* THE REQUEST
Lines before the one containing "Question. Place a dot on every instance of the backpack" are excluded; print that line and every line after it through the end of the material below, exactly.

* SUPPLIED DATA
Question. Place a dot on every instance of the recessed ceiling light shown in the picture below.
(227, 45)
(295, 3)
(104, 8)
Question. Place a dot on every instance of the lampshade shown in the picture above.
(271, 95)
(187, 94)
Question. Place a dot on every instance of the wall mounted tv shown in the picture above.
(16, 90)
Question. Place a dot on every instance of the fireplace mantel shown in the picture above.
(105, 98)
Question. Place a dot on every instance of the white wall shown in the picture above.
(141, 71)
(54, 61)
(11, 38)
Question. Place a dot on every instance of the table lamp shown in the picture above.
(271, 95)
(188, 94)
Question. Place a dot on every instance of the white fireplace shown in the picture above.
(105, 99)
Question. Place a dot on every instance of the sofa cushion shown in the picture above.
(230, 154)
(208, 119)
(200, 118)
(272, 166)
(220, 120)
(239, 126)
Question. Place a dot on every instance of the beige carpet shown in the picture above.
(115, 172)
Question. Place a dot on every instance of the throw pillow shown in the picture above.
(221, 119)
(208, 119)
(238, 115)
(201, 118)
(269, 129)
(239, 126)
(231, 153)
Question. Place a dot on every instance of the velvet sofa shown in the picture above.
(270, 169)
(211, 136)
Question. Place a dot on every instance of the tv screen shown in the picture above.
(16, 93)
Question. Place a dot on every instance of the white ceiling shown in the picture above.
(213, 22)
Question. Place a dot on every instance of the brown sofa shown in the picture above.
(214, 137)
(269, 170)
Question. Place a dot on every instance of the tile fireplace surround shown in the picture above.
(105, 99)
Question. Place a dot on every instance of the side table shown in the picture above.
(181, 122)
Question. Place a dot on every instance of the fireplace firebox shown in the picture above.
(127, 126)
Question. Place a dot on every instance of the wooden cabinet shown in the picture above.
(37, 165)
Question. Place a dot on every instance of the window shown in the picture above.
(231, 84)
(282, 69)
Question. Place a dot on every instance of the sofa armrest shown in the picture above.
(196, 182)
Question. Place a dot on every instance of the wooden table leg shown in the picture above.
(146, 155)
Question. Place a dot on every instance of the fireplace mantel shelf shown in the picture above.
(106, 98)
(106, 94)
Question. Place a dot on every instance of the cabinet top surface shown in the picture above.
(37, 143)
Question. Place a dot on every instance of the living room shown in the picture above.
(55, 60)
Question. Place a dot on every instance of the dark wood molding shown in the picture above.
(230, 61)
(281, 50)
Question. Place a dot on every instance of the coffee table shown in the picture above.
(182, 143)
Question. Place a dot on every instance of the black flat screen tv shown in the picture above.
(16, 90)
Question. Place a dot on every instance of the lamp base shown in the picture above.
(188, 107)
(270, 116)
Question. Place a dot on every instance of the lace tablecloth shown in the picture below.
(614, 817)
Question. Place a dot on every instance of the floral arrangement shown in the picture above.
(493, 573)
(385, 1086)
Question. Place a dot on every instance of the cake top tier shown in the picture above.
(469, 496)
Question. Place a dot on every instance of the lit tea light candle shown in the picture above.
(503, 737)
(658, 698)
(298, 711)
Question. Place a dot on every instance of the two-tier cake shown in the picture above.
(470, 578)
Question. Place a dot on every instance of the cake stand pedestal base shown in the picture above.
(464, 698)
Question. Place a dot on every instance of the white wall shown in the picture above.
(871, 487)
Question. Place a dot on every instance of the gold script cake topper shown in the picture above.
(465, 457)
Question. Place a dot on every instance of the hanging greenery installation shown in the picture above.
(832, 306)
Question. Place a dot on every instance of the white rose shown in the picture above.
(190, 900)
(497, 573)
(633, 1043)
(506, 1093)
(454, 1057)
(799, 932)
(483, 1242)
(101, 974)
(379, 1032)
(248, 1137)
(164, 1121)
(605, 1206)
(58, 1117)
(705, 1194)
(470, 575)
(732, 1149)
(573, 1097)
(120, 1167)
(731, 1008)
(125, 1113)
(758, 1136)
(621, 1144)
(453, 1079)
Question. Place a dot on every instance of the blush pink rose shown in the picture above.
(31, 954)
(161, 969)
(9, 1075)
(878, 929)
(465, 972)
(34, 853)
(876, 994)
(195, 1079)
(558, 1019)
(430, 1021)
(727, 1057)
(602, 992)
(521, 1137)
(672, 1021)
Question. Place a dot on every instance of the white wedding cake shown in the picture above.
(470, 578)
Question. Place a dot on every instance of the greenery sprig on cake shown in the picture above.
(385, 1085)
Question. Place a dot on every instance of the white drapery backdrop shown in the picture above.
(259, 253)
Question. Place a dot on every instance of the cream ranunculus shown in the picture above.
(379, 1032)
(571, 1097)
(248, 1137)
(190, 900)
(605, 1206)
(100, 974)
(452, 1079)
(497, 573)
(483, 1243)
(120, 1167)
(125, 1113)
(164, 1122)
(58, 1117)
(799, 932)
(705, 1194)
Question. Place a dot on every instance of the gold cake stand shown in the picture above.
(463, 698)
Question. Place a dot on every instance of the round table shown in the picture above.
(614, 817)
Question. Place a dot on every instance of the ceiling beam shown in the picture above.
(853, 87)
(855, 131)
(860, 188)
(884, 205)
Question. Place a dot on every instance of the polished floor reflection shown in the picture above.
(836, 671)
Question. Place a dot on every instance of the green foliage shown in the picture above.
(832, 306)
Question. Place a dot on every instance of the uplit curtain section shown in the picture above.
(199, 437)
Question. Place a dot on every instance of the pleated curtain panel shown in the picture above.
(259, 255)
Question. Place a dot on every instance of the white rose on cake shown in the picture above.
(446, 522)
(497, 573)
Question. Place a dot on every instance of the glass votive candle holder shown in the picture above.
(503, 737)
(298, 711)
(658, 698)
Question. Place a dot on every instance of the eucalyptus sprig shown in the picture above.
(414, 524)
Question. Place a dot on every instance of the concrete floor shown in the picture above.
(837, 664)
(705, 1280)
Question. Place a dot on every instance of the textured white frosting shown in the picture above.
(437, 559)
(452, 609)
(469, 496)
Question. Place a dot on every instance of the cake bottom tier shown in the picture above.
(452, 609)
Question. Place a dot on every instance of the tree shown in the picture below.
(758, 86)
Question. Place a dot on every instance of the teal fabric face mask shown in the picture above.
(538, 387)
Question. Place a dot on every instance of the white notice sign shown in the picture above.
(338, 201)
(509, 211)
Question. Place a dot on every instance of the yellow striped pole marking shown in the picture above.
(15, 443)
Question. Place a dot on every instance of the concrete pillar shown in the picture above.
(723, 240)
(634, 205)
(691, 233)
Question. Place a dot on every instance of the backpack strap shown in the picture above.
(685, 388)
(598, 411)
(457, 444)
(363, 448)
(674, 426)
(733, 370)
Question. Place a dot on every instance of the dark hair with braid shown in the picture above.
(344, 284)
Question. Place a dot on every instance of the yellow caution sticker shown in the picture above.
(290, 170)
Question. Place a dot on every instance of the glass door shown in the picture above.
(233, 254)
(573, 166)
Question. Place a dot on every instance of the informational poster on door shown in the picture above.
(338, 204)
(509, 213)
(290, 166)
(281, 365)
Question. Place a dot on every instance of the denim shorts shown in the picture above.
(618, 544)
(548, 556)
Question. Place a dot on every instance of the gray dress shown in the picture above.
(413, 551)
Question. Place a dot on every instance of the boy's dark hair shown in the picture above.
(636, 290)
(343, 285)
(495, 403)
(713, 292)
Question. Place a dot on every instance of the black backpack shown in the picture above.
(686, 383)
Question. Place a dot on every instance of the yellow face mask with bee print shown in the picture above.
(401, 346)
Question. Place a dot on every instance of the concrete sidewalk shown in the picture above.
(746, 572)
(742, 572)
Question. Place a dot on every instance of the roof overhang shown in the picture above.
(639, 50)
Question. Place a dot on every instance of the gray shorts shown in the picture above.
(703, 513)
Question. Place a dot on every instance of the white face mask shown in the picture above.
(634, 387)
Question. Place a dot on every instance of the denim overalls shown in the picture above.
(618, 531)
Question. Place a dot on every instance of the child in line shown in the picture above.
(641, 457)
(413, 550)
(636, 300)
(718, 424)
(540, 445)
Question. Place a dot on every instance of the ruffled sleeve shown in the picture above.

* SOLUTION
Question. Place a dot on every instance of the backpack strap shown in the picture above.
(685, 388)
(598, 411)
(457, 444)
(363, 448)
(674, 426)
(733, 370)
Question. Place a dot on every instance of the dark hair with braid shown in the picture above.
(344, 284)
Question. Place a dot on every instance of the yellow caution sticker shown in the picture above.
(290, 170)
Question. Place a dot on every instance of the glass door shown in the picture above.
(233, 254)
(573, 166)
Question. Place a dot on every instance of the informational poster on door shown in the picture above.
(338, 204)
(509, 213)
(290, 166)
(281, 365)
Question. Place a dot on every instance of the denim shorts shown in the picture above.
(618, 544)
(548, 556)
Question. Place a dot on every instance of the gray dress shown in the picture above.
(413, 551)
Question. Place a dot on every instance of the boy's dark hair shown in the picture above.
(636, 290)
(343, 285)
(495, 403)
(713, 292)
Question. Place a dot on every instance of the black backpack shown in the picture above.
(686, 383)
Question. Place a dot on every instance of the yellow face mask with bee print shown in the picture above.
(401, 346)
Question. Place a dot on every instance of the concrete sidewalk shown in the picture above.
(746, 572)
(742, 572)
Question. Place a dot on every instance of the roof overhang shown in the picture above.
(639, 50)
Question. Place a dot on every instance of the gray shorts shown in the picture above.
(703, 513)
Question. Place a dot on every instance of the white face mask shown in the picture above.
(634, 387)
Question. Place a dot on every instance of the denim overalls shown in the picture above.
(618, 531)
Question. Place a dot on every instance of the child in line shown in the picture above.
(641, 457)
(413, 550)
(636, 300)
(718, 424)
(540, 445)
Question. Place a dot on every instance of the ruffled sleeve shown in the picture above.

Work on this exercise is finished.